### Items listed in a dataset
[Start of Attachment]

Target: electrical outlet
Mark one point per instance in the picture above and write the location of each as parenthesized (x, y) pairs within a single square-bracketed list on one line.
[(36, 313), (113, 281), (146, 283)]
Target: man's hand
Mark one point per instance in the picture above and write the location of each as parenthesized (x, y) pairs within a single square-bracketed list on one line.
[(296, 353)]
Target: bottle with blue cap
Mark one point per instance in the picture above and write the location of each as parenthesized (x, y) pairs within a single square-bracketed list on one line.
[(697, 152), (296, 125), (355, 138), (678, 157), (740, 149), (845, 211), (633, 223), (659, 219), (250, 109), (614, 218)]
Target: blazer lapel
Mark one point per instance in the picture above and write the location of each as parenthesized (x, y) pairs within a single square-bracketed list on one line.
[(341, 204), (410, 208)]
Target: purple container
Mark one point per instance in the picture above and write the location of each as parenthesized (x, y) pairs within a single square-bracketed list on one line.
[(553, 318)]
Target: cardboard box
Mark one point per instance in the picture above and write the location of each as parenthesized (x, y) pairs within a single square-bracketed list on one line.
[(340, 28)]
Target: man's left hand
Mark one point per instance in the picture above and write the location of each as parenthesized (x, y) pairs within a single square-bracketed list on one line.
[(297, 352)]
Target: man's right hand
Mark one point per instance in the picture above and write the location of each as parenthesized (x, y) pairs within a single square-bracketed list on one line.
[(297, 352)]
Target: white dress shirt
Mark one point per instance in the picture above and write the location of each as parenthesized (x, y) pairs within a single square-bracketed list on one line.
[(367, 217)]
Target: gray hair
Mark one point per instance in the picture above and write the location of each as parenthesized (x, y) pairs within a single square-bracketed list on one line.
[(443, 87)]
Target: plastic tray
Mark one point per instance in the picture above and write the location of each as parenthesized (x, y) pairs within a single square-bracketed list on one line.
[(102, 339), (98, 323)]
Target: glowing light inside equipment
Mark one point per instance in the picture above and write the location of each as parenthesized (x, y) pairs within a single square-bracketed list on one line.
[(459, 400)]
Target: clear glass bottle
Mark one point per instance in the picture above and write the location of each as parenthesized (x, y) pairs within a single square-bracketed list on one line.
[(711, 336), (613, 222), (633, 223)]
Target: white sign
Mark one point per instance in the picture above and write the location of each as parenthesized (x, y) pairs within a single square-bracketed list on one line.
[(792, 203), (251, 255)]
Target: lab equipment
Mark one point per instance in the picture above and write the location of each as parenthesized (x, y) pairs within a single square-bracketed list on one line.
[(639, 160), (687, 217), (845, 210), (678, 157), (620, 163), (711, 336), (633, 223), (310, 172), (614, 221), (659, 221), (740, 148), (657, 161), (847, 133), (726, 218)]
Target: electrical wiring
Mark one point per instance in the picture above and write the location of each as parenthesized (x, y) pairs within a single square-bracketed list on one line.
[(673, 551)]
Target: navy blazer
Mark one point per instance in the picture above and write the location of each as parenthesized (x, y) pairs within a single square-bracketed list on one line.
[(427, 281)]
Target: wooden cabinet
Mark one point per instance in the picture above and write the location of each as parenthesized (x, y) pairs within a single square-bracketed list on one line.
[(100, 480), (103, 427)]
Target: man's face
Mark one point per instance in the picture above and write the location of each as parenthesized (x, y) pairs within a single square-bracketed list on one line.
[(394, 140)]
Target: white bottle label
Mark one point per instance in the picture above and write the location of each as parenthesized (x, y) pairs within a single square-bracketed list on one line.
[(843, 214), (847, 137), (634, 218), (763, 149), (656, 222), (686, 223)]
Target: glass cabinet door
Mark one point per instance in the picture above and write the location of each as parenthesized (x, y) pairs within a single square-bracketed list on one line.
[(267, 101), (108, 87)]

[End of Attachment]

### Task prompt
Print only the lines from the top of the data above down to the line holding "Target: man's left hand", inclusive.

### Written solution
Target: electrical outlet
Mark one point per instance in the picture above and write the location of each as parenthesized (x, y) pairs within a single square-bracketed list on one line.
[(36, 313), (113, 281), (146, 283)]
Target: man's hand
Mark one point per instance in the picture above and write the location of each as parenthesized (x, y) pairs within a single square-bracketed list on one line.
[(296, 353)]
Target: bottle with blue cap
Mark one point per instance in the picture above and write the location of each as parenthesized (x, y) pairs within a single square-bracketed list on one line.
[(697, 152), (296, 125), (355, 138), (678, 157), (740, 149), (845, 211), (633, 223), (659, 219), (250, 109), (614, 218)]
Target: blazer lapel
Mark one point per instance in the picture above and write the location of each as parenthesized (x, y) pairs within a single square-bracketed list on one line.
[(341, 204), (410, 208)]
Target: purple container
Mark one point per instance in the picture above and write the location of each as parenthesized (x, y) pairs within a single square-bracketed list on one line.
[(553, 318)]
Target: cardboard box
Mark one point per instance in the picture above and write the location of each as parenthesized (x, y) pairs within a single square-bracketed list on one line.
[(340, 28)]
Target: man's left hand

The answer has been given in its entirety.